Required work:
1. Answer these questions using the cache-line excerpt:
(a) How many bytes is a cache line typically?
(b) Which C++ specifier enforces alignment to a 64-byte boundary?
(c) What is the name for the phenomenon where an element is already in the cache before it is directly accessed?
2. Repeat the cache-line excerpt between "In contrast, a" and "across cache lines.", inclusive.
3. Please rewrite the paragraph of the cache-line excerpt that begins "Cache alignment involves organizing data" as a bulleted list, keeping its main facts.

Excerpt provided:
** BEGIN **

For each of these components, I discuss my design decisions, what I learned along the way, potential future improvements, and how they relate to critical low‑latency performance considerations. In particular, I explore how CPU cache lines and memory locality, out‑of‑order (OoO) processing, and CPU branch prediction can affect the performance of these data structures.

Understanding Cache Lines, Memory Locality, Alignment, and False Sharing

Cache Lines and Memory Locality

Modern CPUs have multiple levels of cache (L1, L2, and L3), each operating on fixed-size blocks of memory known as cache lines. Typically, a cache line is 64 bytes. When data is stored contiguously (for example, in a vector), accessing one element usually loads the entire cache line into the cache. This means that if you access the first element of a vector of integers, several subsequent elements are also loaded into the cache. As a result, even if you haven’t directly accessed the second element, it is already available in the cache—a phenomenon known as spatial locality.

In contrast, a cache miss—when the required data is not in the cache—forces the CPU to retrieve data from main memory, which is orders of magnitude slower than cache access. Therefore, spatial locality is a good way to increase the cache hit rate.

Cache Alignment

Cache alignment involves organizing data so that its starting address falls on a boundary that matches the size of a cache line (commonly 64 bytes). In C++, you can enforce this by using the alignas(64) specifier. When data structures are aligned on cache line boundaries, a single memory fetch can pull in a complete, useful block of data, reducing the need for multiple, slower fetches if the data were split across cache lines.

Starting on a cache line boundary improves cache hits because it minimizes the possibility of data straddling two cache lines. This ensures that when a cache line is loaded, all of the data you expect to access together is available in one go.

** END **

[Contour labeling items]
** BEGIN **

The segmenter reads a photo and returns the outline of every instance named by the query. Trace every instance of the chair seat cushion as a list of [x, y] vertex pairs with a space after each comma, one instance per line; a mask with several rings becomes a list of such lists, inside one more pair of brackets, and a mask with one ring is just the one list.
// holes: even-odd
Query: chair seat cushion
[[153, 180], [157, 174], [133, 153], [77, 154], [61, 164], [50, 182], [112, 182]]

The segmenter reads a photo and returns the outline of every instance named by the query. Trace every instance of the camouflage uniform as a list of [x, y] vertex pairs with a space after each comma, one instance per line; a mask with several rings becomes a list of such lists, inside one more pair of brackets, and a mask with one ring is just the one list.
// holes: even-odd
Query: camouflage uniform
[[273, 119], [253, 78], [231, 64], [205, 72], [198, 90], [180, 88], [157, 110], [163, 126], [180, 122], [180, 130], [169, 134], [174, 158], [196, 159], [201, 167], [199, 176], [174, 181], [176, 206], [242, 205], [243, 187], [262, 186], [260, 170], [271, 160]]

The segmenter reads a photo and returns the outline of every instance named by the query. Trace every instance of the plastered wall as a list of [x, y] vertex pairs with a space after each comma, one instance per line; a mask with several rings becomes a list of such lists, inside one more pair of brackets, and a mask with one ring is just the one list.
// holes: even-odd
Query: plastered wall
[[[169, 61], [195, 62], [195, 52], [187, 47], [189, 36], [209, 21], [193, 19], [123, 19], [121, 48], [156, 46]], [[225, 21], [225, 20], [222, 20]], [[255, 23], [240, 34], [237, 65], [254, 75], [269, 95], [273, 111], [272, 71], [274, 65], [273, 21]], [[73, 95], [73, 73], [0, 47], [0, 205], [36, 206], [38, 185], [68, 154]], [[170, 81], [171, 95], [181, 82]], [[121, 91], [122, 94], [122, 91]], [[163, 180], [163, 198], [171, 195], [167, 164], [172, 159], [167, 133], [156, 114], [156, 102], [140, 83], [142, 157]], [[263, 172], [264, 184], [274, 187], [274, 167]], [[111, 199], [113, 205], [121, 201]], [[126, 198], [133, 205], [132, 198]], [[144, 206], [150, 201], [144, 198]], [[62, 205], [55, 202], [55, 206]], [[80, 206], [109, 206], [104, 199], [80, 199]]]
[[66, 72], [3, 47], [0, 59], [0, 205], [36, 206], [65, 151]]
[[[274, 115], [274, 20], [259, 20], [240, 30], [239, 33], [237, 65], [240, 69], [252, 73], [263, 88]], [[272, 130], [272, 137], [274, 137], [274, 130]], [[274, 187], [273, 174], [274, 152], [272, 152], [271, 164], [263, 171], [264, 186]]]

** END **

Outputs in order:
1.
(a) 64 bytes
(b) alignas(64)
(c) Spatial locality

2.
In contrast, a cache miss—when the required data is not in the cache—forces the CPU to retrieve data from main memory, which is orders of magnitude slower than cache access. Therefore, spatial locality is a good way to increase the cache hit rate.

Cache Alignment

Cache alignment involves organizing data so that its starting address falls on a boundary that matches the size of a cache line (commonly 64 bytes). In C++, you can enforce this by using the alignas(64) specifier. When data structures are aligned on cache line boundaries, a single memory fetch can pull in a complete, useful block of data, reducing the need for multiple, slower fetches if the data were split across cache lines.

3.
- Cache alignment places data so that its starting address falls on a boundary matching the cache line size, commonly 64 bytes.
- In C++, the alignas(64) specifier enforces this.
- When data structures are aligned on cache line boundaries, a single memory fetch can pull in a complete, useful block of data.
- This reduces the need for multiple slower fetches when data is split across cache lines.